REQUIRED ACTIONS:
**1.** Answer these from the Kam Shan hiking directions, one line each:
(a) Which arch beside the pavilion should be ignored on the way up?
(b) How long does the trail take to complete?
(c) Which bus numbers lead back from the bus stop?
**2.** Decide whether each statement agrees with the Kam Shan hiking directions, answering yes or no and quoting the deciding words.
(a) About five minutes into the trail, hikers should take the stairs on their left.
(b) The Family Walk portion of the hike is on natural dirt trails.
(c) At the end of the trail, hikers come down onto Golden Hill Road.

READING TEXT:
* * *

Follow Golden Hill Road to Kam Shan Family Walk

Kam Shan Road will eventually begin to slope upward. Stay on it until you arrive at the 'Kam Shan Family Walk' arch.

On the way up, you should ignore the 'Kam Shan Tree Walk' arch beside the pavilion, go past the picnic area, follow the 'Kam Shan Family Walk' sign and eventually head under the 'Kam Shan Family Walk' arch and begin following the trail there.

Don't miss the stellar views of Beacon Hill and Lion Rock before entering the trail!

The Family Walk Trail

About five minutes after beginning the trail, avoid the stairs that appear to your left. Keep going straight and you'll be following MacLehose Stage 6.

This portion of the hike is on natural dirt trails and treats you to lush greenery the whole way. From wild coffee to bamboo, you'll be spoilt for how relaxed, quiet and lush this particular trail is.

It's also incredibly easy and is a great hike for kids to fall in love with nature. On the trail, you'll pass by small little gurgling streams and encounter several really vibrant butterflies! I was also lucky enough to spot a huge moth that fascinated me.

The trail takes about 40-45 minutes to complete, after which you'll have descended back to Tai Po Road. Turn left and you'll be at a bus stop in minutes.

Getting Back

From the bus stop, get either the number 72 or 81 bus back to civilization. Make sure you're on the correct side of the road or else you'll head into the totally wrong district!

* * *

Image point annotation entries:
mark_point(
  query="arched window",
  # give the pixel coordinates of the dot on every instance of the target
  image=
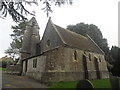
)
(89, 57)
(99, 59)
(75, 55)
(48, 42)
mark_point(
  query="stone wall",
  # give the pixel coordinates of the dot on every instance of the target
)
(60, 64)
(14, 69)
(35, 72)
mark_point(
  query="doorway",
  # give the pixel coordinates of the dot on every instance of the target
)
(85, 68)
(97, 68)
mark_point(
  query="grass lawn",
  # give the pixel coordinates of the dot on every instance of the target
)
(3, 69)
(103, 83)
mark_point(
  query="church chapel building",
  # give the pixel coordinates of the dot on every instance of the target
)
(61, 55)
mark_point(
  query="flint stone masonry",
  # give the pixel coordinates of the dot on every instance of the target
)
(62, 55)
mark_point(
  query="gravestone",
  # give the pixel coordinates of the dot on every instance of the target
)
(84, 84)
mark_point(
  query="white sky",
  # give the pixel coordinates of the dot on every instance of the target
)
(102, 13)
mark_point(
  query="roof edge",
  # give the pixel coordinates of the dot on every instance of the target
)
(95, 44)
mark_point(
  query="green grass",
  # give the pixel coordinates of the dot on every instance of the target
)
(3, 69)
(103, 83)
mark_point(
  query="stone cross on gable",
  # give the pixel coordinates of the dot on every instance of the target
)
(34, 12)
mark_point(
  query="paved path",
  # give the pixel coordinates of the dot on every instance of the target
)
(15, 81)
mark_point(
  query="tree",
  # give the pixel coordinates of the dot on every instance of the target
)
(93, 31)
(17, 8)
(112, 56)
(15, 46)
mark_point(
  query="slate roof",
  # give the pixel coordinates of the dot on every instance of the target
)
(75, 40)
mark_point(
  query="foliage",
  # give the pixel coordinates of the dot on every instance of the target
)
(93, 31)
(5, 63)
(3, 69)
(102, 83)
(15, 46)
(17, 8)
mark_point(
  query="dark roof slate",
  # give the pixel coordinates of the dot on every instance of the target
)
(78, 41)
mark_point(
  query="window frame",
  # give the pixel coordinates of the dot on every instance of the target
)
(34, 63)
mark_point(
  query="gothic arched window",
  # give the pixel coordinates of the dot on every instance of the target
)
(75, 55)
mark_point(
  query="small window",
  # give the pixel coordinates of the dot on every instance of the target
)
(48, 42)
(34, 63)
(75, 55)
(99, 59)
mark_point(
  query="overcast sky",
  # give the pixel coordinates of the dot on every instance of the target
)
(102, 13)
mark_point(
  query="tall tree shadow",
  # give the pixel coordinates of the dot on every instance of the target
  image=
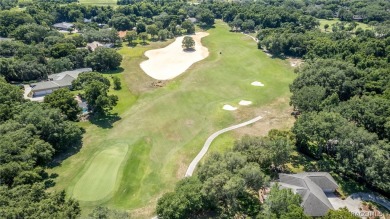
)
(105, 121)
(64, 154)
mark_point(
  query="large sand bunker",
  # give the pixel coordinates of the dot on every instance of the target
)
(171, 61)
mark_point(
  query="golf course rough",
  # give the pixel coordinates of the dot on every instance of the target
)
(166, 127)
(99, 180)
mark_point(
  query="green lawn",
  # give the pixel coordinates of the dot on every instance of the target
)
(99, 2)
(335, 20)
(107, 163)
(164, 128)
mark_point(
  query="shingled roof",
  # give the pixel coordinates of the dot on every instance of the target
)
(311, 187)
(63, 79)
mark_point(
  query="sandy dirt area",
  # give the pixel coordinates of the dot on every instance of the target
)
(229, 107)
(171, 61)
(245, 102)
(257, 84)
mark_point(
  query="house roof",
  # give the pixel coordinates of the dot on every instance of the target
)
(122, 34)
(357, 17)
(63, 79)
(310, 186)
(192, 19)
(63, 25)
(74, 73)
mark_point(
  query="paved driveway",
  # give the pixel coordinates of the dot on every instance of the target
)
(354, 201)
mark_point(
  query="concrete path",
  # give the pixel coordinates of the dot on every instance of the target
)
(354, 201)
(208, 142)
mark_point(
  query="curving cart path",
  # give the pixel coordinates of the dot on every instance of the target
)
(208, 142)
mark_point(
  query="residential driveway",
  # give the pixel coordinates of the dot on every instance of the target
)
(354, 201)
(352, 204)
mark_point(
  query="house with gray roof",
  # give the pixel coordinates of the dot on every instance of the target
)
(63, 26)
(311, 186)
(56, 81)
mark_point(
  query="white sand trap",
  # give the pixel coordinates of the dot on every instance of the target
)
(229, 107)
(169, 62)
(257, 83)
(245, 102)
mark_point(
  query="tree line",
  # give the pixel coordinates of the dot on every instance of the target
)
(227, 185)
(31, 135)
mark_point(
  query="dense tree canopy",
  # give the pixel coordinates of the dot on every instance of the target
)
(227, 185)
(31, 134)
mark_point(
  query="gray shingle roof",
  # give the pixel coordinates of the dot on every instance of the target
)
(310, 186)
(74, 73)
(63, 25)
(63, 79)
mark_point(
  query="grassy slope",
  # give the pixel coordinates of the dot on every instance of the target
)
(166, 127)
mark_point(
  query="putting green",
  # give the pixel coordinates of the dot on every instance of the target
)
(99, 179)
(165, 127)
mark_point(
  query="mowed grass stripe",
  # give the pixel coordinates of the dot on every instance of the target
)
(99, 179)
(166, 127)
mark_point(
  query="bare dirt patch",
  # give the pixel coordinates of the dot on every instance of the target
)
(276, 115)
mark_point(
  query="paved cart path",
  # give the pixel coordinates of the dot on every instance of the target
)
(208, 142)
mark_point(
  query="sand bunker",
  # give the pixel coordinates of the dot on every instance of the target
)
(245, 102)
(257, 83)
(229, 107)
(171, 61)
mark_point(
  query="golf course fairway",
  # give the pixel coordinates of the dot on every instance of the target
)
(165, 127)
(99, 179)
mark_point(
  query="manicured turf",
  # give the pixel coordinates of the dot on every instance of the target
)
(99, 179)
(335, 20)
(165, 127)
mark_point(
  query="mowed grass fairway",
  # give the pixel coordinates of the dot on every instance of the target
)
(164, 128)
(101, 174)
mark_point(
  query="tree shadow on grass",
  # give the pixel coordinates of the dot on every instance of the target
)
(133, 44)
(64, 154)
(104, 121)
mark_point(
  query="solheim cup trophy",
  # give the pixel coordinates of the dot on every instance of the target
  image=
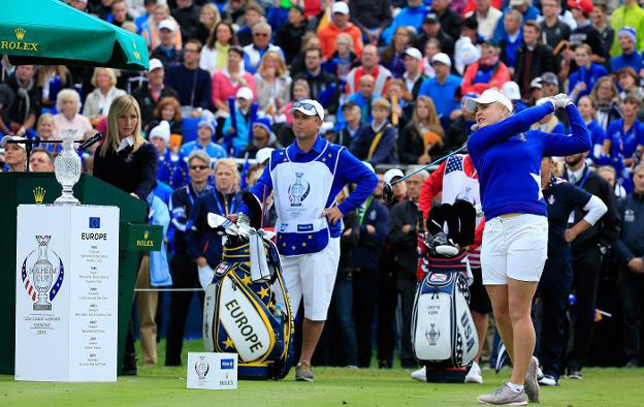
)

* * *

ANSWERS FOR THE TASKS:
**1.**
(a) The 'Kam Shan Tree Walk' arch.
(b) About 40-45 minutes.
(c) The number 72 or 81 bus.

**2.**
(a) No: "avoid the stairs that appear to your left."
(b) Yes: "This portion of the hike is on natural dirt trails"
(c) No: "you'll have descended back to Tai Po Road."